● **REQUIREMENTS**
1) In the excerpt on networking and service, why does the writer say the effort is what matters in networking? Answer in one to three sentences.
2) Translate this sentence from the excerpt on networking and service into Spanish: "It is not about climbing a ladder; it is about building bridges."

● **EXCERPT PROVIDED**
* * * * * * *

Mary Ann and I talked a little bit Tuesday about what it means to network. It is not about climbing a ladder; it is about building bridges. And it is about doing so with a sense of joy and service. Sometimes something comes back to the person who did the networking. Sometimes it does not. What matters is the effort. Building a business around that kind of effort takes a true entrepreneur. That is Mary Ann.
Think about it: so often we look at helping our communities solely through the lens of volunteerism. And while that is important, it may be beneficial to view community outreach from more than that one lens. What if we looked at our businesses as a branch of the community? How would that view impact the choices we made in our day-to-day business lives? And what if we took that "spirit of service" directly into the workplace, in every moment? So that even if the task is not directly service oriented, perhaps the attitude can be. Let's not just be Saturday volunteers (or Sunday churchgoers). Let us imagine how to live our lives in service.
It is what Obama says: it is about pulling together, confronting challenges boldly, and taking responsibility for our future. And the answers to our problems lie even closer than within our reach. They lie in the palms of our hands.
Frankly, though I'd love to see us keep Mary Ann in the role of consultant here in Spokane, I would not be at all surprised if she receives a call from the "other Washington" from, say, the Commerce Department, seeking her assistance over the next four years. Our loss, the country's gain. I would not be at all surprised.

* * * * * * *

● **GIVEN DATA**
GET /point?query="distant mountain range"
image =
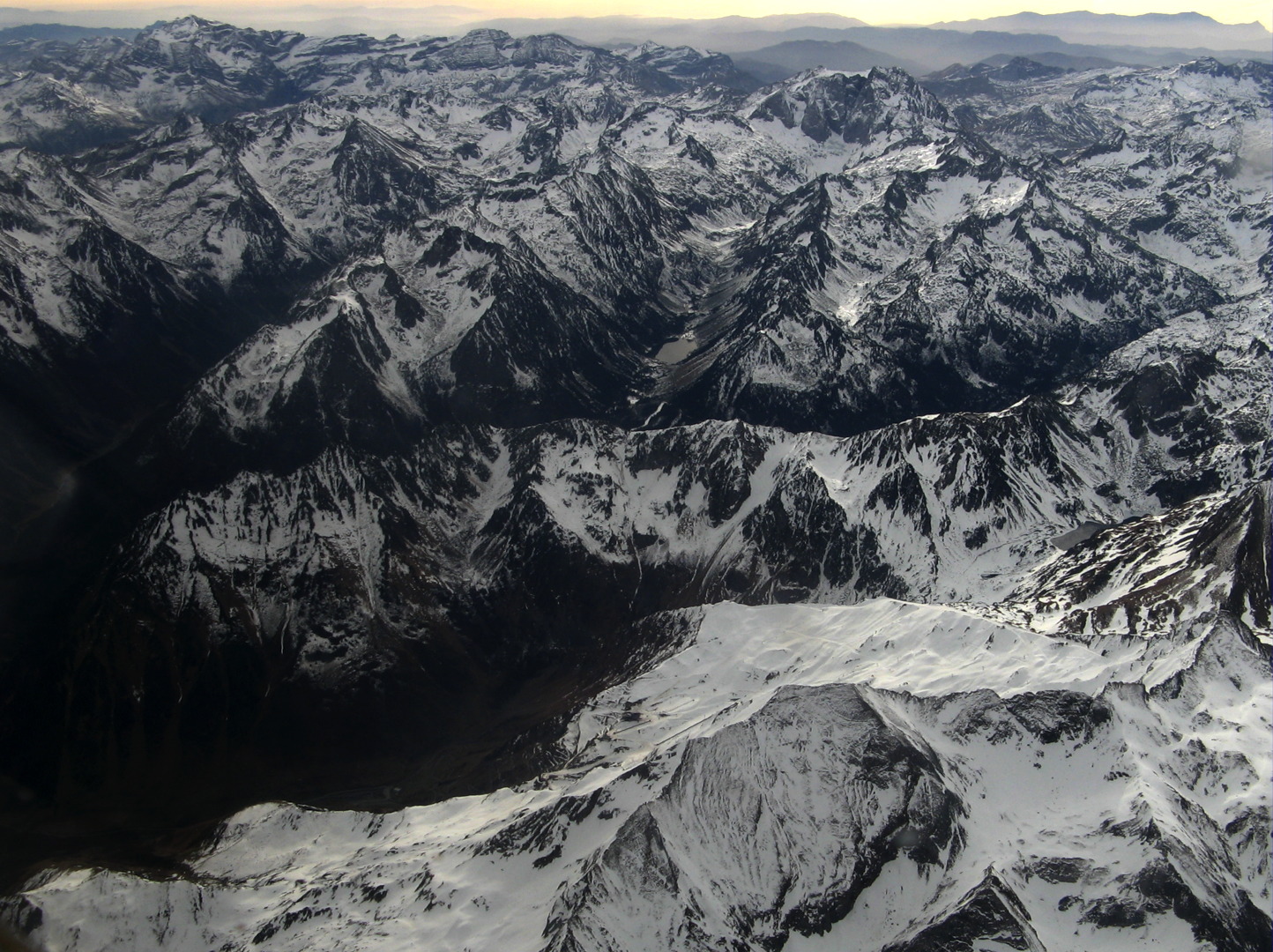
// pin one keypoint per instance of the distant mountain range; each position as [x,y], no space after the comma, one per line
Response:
[636,509]
[1165,29]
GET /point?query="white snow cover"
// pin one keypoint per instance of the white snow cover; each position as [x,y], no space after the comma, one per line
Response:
[487,872]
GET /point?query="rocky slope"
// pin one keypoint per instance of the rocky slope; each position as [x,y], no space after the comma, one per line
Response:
[742,495]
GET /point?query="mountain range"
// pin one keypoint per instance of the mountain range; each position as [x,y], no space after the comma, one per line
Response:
[499,492]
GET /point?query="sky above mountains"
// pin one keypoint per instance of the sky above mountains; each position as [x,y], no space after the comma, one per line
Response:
[915,11]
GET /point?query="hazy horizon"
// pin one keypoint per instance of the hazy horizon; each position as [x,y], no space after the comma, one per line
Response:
[452,17]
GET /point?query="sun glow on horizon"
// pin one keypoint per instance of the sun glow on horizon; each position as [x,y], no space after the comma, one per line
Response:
[903,11]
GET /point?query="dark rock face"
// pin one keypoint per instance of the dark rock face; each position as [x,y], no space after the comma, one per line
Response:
[336,432]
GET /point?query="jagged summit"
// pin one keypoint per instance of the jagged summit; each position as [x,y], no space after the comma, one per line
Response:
[633,498]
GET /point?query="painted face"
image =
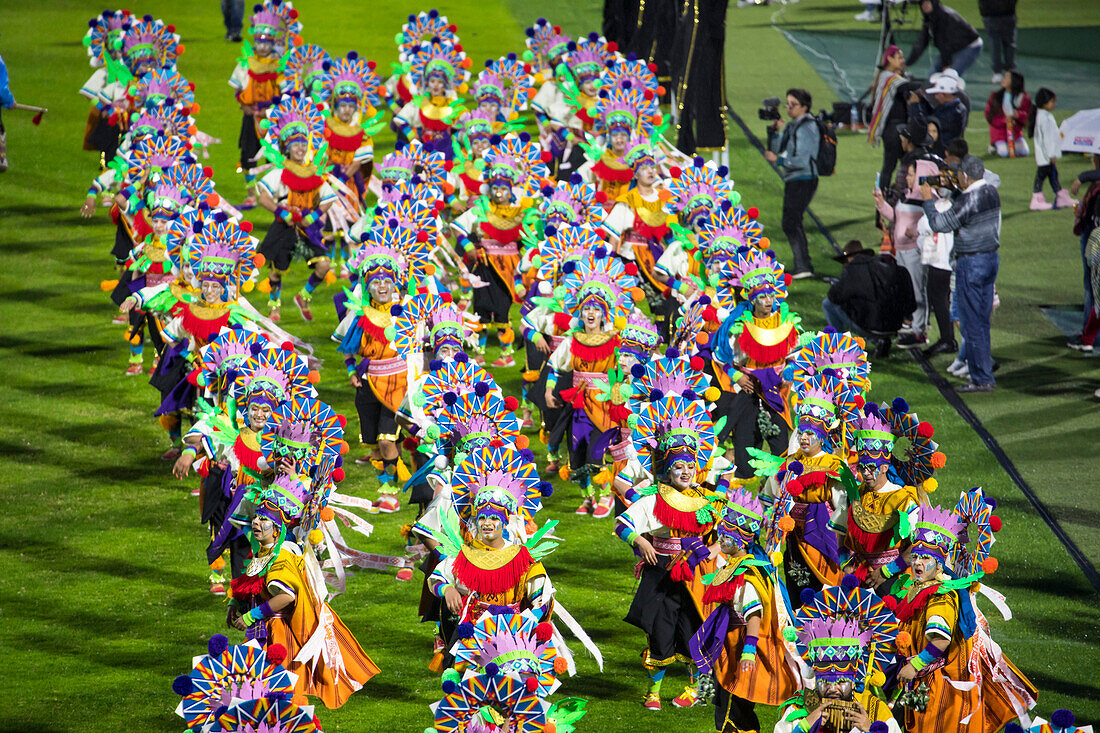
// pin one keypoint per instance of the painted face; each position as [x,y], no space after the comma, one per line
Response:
[345,111]
[592,317]
[681,474]
[490,527]
[211,291]
[259,414]
[263,529]
[646,175]
[382,290]
[297,151]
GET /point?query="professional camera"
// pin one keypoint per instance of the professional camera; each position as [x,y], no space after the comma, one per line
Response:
[770,109]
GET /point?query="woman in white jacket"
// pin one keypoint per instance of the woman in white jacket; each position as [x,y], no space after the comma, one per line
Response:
[1044,129]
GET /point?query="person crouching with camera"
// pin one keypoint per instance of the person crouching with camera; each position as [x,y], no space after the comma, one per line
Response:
[793,149]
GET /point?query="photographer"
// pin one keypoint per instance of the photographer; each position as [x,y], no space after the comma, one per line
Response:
[794,151]
[975,218]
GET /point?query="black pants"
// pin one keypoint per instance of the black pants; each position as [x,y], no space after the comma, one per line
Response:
[1044,172]
[733,714]
[796,197]
[939,297]
[745,408]
[1002,33]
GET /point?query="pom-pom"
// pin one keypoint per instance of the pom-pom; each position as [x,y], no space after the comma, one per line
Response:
[1063,719]
[183,686]
[276,654]
[217,645]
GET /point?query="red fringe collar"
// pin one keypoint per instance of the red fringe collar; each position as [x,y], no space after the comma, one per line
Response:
[492,582]
[300,184]
[199,328]
[673,518]
[605,350]
[767,354]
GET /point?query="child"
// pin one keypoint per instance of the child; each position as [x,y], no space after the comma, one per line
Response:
[1044,129]
[1008,112]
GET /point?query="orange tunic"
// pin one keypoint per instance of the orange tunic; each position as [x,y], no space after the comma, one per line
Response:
[294,627]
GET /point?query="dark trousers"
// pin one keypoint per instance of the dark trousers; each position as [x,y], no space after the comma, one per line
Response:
[745,408]
[232,14]
[1002,34]
[733,714]
[796,197]
[939,297]
[1044,172]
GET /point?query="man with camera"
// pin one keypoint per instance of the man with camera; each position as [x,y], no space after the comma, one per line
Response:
[975,218]
[794,150]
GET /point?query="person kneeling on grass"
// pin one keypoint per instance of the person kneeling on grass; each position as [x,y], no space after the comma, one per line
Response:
[872,297]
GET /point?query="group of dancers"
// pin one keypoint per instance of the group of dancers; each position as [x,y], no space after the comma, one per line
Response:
[788,545]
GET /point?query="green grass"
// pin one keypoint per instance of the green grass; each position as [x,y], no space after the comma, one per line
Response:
[102,595]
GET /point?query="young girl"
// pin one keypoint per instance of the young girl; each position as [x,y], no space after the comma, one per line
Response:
[1008,111]
[1044,129]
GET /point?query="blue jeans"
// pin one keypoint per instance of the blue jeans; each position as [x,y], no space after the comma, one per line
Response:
[960,62]
[975,275]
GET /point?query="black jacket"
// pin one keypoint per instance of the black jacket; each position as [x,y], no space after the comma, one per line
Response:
[875,292]
[946,30]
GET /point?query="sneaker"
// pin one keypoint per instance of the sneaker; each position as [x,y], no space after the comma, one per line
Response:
[604,506]
[388,503]
[301,301]
[912,341]
[970,387]
[686,699]
[1077,345]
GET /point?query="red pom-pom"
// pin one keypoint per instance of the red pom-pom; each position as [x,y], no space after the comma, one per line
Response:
[276,654]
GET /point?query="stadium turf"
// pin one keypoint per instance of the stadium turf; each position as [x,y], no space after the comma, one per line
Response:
[102,584]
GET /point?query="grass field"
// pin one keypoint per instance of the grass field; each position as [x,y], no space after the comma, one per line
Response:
[102,598]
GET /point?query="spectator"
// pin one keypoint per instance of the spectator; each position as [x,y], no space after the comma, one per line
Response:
[958,44]
[1087,220]
[794,151]
[871,298]
[1008,111]
[949,112]
[232,15]
[1044,129]
[999,17]
[904,215]
[890,109]
[975,218]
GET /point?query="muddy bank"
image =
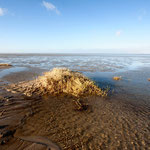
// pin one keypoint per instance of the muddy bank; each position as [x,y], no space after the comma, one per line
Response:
[119,122]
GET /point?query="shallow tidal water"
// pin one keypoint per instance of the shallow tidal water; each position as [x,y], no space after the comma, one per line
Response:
[121,121]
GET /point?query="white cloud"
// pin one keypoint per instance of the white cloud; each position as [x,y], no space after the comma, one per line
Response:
[3,11]
[50,7]
[118,33]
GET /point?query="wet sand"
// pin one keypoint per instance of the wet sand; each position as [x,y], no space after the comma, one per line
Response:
[121,121]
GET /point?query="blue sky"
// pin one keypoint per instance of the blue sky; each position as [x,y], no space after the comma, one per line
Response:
[51,26]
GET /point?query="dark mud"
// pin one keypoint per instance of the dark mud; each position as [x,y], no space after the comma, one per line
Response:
[121,121]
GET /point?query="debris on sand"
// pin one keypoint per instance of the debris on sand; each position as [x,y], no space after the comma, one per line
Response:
[58,82]
[5,65]
[117,78]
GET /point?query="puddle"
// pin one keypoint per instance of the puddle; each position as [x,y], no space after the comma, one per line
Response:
[11,70]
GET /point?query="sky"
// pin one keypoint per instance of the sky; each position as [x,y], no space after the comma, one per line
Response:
[75,26]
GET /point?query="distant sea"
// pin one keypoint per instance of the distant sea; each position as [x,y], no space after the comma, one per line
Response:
[78,62]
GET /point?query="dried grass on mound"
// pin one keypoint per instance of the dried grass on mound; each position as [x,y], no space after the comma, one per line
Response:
[117,78]
[61,81]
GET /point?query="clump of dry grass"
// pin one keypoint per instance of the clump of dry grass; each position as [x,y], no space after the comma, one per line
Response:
[117,78]
[60,81]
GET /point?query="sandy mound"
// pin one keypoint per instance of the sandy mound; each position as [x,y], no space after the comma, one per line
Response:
[61,81]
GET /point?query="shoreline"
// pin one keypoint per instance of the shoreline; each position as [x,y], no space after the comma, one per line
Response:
[100,126]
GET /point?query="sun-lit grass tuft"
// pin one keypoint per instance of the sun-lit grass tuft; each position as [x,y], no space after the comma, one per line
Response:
[62,81]
[117,78]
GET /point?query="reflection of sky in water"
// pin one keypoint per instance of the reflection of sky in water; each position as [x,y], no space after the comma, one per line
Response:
[106,63]
[11,70]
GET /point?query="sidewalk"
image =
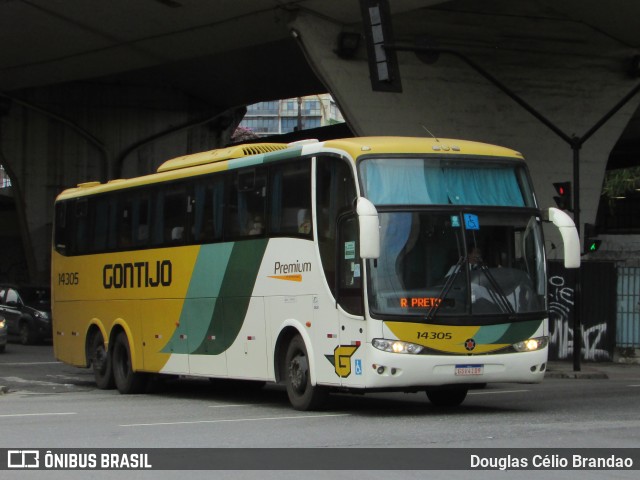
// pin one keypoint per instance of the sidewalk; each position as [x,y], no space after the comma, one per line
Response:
[594,370]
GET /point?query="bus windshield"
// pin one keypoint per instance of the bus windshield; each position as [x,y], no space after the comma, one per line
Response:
[439,181]
[458,239]
[442,264]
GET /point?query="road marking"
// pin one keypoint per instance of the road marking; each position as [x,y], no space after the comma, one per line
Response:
[498,392]
[35,382]
[225,406]
[231,420]
[18,364]
[35,414]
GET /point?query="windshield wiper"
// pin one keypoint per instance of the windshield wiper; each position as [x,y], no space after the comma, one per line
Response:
[497,292]
[457,268]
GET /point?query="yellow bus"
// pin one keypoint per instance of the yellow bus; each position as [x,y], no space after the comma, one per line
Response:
[361,265]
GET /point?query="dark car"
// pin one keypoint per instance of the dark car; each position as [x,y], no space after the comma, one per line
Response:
[3,334]
[27,311]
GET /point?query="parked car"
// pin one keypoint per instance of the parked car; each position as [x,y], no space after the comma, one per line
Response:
[3,334]
[27,311]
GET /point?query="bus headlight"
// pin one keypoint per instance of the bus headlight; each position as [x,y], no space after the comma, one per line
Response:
[396,346]
[531,344]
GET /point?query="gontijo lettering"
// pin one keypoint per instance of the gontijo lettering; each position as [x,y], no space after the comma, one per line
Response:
[137,275]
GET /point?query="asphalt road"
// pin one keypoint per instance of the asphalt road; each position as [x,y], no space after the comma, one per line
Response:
[50,405]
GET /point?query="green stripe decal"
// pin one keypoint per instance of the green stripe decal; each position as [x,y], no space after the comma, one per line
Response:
[218,297]
[519,331]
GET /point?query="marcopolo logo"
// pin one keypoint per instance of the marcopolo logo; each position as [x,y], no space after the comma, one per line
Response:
[137,275]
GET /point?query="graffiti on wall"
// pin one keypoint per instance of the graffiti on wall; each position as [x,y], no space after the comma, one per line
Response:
[594,337]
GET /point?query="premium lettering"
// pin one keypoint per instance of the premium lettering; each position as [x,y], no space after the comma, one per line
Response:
[289,268]
[137,275]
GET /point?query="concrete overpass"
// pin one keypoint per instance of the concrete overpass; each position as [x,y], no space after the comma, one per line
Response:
[95,90]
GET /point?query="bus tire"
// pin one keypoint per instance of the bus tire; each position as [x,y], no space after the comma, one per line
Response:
[302,394]
[101,362]
[127,381]
[447,397]
[27,335]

* * * * * * *

● **THE SOLUTIONS**
1) Networking sometimes brings something back to the person who did it and sometimes does not, so the return can't be what counts. In the writer's view, networking is about building bridges with joy and service, not about climbing a ladder.

2) No se trata de subir una escalera; se trata de construir puentes.